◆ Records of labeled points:
•••••
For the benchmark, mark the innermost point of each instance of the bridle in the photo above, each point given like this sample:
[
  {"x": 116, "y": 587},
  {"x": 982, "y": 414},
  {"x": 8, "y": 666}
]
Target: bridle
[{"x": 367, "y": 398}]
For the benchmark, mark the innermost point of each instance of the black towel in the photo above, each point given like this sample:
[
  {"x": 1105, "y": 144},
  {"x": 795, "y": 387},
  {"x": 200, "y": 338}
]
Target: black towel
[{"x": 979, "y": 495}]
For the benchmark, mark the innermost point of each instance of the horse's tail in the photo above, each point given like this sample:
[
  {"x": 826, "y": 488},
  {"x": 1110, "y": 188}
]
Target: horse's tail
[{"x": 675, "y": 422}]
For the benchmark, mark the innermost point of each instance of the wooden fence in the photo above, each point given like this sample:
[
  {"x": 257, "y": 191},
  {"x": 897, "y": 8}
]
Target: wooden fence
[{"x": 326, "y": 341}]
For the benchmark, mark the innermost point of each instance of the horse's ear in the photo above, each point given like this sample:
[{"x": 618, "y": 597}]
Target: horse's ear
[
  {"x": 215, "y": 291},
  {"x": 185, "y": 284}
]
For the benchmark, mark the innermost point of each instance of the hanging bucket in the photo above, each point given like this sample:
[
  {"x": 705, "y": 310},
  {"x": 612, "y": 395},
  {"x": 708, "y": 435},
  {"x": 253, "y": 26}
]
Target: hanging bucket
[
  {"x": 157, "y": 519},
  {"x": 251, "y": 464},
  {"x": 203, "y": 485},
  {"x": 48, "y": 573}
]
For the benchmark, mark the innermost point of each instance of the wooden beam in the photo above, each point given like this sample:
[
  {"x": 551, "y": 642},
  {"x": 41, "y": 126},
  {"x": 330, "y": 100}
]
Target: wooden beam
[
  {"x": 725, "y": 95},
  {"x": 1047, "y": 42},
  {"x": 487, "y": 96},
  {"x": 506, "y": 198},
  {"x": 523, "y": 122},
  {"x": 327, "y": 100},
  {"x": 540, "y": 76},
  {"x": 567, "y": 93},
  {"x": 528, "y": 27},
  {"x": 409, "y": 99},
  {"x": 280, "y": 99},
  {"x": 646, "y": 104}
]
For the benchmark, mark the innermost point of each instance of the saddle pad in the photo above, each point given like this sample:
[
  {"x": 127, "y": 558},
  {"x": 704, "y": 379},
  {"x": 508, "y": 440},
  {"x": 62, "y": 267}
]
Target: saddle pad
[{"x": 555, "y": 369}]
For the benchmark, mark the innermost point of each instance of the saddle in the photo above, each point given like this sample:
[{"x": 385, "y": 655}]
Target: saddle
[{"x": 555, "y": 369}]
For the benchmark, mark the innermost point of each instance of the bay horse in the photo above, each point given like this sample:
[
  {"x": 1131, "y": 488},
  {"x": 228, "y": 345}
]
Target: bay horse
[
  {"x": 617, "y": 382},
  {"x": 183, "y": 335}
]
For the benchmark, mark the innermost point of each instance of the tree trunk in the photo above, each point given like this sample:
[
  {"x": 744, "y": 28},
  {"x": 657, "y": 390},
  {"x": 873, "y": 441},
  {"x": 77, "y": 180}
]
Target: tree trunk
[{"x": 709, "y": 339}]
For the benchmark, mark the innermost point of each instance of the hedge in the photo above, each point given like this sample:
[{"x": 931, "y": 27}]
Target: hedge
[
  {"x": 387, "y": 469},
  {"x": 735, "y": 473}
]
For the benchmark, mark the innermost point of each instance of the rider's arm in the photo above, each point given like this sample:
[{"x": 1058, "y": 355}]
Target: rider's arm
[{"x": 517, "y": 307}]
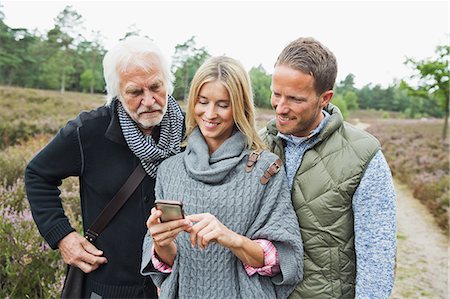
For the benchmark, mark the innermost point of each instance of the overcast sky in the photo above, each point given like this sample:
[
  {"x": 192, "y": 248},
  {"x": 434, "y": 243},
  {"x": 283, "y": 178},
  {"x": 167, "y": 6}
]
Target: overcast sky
[{"x": 370, "y": 39}]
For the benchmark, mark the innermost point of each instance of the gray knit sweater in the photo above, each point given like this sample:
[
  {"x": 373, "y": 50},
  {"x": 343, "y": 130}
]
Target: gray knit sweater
[{"x": 218, "y": 184}]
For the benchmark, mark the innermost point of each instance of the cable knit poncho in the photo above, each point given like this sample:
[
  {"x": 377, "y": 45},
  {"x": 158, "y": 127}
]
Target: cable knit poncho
[{"x": 218, "y": 184}]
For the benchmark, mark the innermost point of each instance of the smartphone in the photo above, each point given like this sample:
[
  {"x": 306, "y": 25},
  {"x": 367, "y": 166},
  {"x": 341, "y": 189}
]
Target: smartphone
[{"x": 172, "y": 209}]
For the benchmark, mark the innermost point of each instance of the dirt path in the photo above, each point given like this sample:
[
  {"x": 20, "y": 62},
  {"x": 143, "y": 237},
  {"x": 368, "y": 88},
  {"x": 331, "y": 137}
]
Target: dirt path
[{"x": 422, "y": 249}]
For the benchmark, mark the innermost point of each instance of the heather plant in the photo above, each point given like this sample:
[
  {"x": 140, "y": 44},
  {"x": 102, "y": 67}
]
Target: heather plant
[
  {"x": 28, "y": 267},
  {"x": 418, "y": 157},
  {"x": 28, "y": 112},
  {"x": 13, "y": 159}
]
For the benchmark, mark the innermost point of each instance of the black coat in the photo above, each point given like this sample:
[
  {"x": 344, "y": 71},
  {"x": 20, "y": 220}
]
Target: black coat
[{"x": 93, "y": 148}]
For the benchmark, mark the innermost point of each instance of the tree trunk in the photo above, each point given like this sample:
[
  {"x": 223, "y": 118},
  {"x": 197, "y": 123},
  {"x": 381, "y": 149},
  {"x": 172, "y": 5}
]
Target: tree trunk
[
  {"x": 445, "y": 130},
  {"x": 63, "y": 81}
]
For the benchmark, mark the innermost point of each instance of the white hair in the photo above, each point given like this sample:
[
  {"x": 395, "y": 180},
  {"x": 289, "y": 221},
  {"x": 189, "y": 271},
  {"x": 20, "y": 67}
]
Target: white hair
[{"x": 129, "y": 52}]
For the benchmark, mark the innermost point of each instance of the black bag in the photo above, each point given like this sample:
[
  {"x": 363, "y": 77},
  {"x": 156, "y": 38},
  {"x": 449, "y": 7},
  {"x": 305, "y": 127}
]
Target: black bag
[
  {"x": 74, "y": 283},
  {"x": 75, "y": 278}
]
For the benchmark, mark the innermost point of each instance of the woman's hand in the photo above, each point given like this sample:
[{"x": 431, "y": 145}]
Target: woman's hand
[
  {"x": 164, "y": 234},
  {"x": 208, "y": 229}
]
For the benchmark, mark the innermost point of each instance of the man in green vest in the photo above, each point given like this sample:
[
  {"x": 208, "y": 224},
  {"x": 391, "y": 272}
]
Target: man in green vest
[{"x": 341, "y": 185}]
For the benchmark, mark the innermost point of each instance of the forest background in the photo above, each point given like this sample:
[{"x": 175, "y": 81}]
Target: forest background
[{"x": 47, "y": 79}]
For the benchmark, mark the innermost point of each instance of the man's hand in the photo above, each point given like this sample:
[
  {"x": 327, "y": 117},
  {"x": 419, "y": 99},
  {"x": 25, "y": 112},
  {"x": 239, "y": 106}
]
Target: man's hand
[{"x": 79, "y": 252}]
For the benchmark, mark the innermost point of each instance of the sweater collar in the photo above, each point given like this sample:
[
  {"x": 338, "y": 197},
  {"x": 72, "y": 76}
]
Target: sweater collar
[{"x": 213, "y": 169}]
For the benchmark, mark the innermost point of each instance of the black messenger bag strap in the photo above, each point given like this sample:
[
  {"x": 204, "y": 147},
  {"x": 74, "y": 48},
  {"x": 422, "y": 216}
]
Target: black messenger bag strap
[{"x": 115, "y": 204}]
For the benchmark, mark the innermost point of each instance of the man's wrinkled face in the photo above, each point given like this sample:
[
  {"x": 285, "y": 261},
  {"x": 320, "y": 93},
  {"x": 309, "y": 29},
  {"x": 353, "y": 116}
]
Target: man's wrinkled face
[{"x": 144, "y": 96}]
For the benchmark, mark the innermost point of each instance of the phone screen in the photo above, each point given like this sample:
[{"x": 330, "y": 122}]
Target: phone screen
[{"x": 172, "y": 210}]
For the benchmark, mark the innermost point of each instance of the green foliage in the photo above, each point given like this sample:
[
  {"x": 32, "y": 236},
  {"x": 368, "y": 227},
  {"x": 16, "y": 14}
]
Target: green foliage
[
  {"x": 348, "y": 84},
  {"x": 85, "y": 80},
  {"x": 261, "y": 86},
  {"x": 53, "y": 61},
  {"x": 351, "y": 99},
  {"x": 433, "y": 85},
  {"x": 186, "y": 60},
  {"x": 341, "y": 104}
]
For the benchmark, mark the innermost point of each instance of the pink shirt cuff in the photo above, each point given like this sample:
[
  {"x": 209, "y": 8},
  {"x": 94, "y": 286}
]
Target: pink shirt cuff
[
  {"x": 159, "y": 265},
  {"x": 271, "y": 263}
]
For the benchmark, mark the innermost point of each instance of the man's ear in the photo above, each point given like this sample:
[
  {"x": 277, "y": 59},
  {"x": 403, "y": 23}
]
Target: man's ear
[{"x": 326, "y": 98}]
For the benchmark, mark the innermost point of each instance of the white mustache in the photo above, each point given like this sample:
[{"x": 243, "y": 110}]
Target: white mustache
[{"x": 149, "y": 109}]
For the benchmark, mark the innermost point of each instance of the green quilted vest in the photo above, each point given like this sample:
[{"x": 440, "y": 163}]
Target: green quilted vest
[{"x": 322, "y": 194}]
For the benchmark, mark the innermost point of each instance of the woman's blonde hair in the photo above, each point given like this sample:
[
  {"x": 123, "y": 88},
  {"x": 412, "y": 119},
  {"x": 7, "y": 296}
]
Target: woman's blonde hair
[{"x": 236, "y": 80}]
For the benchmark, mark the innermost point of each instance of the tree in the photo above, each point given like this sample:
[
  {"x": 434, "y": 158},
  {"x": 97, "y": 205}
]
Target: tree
[
  {"x": 63, "y": 38},
  {"x": 351, "y": 99},
  {"x": 186, "y": 60},
  {"x": 348, "y": 84},
  {"x": 261, "y": 86},
  {"x": 433, "y": 75}
]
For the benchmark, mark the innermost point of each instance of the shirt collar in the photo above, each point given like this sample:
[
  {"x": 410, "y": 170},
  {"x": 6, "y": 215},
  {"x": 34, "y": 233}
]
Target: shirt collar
[{"x": 297, "y": 140}]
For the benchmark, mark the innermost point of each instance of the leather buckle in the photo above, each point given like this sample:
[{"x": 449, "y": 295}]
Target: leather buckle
[
  {"x": 91, "y": 236},
  {"x": 273, "y": 169},
  {"x": 252, "y": 158}
]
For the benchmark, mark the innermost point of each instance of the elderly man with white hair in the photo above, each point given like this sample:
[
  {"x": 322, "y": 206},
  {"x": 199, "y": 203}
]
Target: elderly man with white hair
[{"x": 140, "y": 124}]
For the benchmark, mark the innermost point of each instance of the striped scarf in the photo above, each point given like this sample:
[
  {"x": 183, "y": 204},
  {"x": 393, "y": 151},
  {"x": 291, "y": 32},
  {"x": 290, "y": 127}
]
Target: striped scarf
[{"x": 144, "y": 147}]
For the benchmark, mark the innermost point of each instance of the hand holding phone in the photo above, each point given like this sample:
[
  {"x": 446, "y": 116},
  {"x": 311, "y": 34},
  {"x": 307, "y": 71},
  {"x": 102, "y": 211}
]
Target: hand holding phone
[{"x": 171, "y": 209}]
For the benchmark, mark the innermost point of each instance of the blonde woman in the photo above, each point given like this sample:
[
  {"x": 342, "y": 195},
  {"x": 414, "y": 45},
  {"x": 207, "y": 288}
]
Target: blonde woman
[{"x": 240, "y": 236}]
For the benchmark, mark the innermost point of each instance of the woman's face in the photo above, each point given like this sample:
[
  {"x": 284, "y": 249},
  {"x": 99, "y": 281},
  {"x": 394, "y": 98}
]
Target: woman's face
[{"x": 213, "y": 114}]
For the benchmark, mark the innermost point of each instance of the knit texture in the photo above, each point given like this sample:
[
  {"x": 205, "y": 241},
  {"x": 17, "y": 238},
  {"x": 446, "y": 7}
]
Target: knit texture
[{"x": 218, "y": 184}]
•••••
◆ What to work on: Return, unchanged, each line from the line containing "of the striped" through the last line of the material.

◆ Finished answer:
For the benchmark, mark the innermost point of each instance of the striped scarf in the photo above, each point given like this sample:
[
  {"x": 183, "y": 204},
  {"x": 393, "y": 151},
  {"x": 291, "y": 32},
  {"x": 290, "y": 127}
]
Target: striped scarf
[{"x": 144, "y": 147}]
For the benchmark, mark the innermost point of each instance of the hand holding phone in the photo above, each point given like this sample:
[
  {"x": 446, "y": 116},
  {"x": 311, "y": 34},
  {"x": 307, "y": 71},
  {"x": 102, "y": 211}
]
Target: hand holding phone
[{"x": 171, "y": 209}]
For the benchmark, mark the innermost point of each instance of the blonde woman in the photo above, each point given like this sample:
[
  {"x": 342, "y": 195},
  {"x": 414, "y": 45},
  {"x": 207, "y": 288}
]
Target: blonde woman
[{"x": 240, "y": 236}]
For the benchmark, mark the innermost point of each instance of the woman's face in the photo above, each point given like this sample:
[
  {"x": 284, "y": 249},
  {"x": 99, "y": 281},
  {"x": 394, "y": 98}
]
Target: woman's face
[{"x": 213, "y": 114}]
For the benchmark, mark the innermost point of each instance of the knit texture in the photo above, each point given like this sample:
[
  {"x": 205, "y": 241},
  {"x": 17, "y": 238},
  {"x": 446, "y": 7}
]
Target: knit texture
[{"x": 218, "y": 184}]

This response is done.